==== Record excerpts ====

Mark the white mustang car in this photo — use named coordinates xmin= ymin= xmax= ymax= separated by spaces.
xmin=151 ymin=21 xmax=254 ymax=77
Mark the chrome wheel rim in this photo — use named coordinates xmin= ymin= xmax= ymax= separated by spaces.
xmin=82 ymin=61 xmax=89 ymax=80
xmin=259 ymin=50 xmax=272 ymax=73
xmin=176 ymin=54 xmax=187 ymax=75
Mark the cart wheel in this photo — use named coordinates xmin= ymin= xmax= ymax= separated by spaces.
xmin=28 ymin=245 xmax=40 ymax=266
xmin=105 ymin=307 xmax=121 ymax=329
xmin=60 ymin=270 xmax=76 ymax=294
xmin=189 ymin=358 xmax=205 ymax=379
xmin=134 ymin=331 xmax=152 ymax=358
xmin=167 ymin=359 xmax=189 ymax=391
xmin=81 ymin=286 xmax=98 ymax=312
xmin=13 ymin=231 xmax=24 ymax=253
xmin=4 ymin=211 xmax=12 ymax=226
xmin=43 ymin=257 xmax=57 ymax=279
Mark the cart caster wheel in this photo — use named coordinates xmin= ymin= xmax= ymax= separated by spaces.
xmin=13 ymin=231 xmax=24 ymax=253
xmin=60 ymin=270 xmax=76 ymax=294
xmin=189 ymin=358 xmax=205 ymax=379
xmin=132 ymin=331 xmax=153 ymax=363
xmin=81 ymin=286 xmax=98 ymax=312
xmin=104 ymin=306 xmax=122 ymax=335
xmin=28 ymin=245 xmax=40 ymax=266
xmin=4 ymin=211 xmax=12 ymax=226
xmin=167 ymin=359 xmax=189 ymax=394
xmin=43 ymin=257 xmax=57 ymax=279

====

● **Required work**: Begin with the line that contains "Mark the cart caster" and print each line exactly until the data ends, including the last line.

● **Result**:
Mark the cart caster wheel in this photo — use named coordinates xmin= ymin= xmax= ymax= separated by spaces.
xmin=13 ymin=231 xmax=24 ymax=253
xmin=60 ymin=270 xmax=76 ymax=294
xmin=189 ymin=358 xmax=205 ymax=379
xmin=132 ymin=331 xmax=153 ymax=363
xmin=81 ymin=286 xmax=98 ymax=312
xmin=104 ymin=306 xmax=122 ymax=335
xmin=28 ymin=245 xmax=40 ymax=266
xmin=4 ymin=211 xmax=12 ymax=226
xmin=167 ymin=359 xmax=189 ymax=394
xmin=43 ymin=257 xmax=57 ymax=279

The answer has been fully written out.